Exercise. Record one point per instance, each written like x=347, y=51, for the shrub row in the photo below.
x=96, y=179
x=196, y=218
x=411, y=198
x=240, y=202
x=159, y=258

___

*What you will do*:
Write out every entry verbatim.

*The answer*:
Exercise. Record one point per instance, each written like x=347, y=51, for the shrub row in the photo below.
x=96, y=179
x=196, y=218
x=411, y=198
x=240, y=202
x=159, y=258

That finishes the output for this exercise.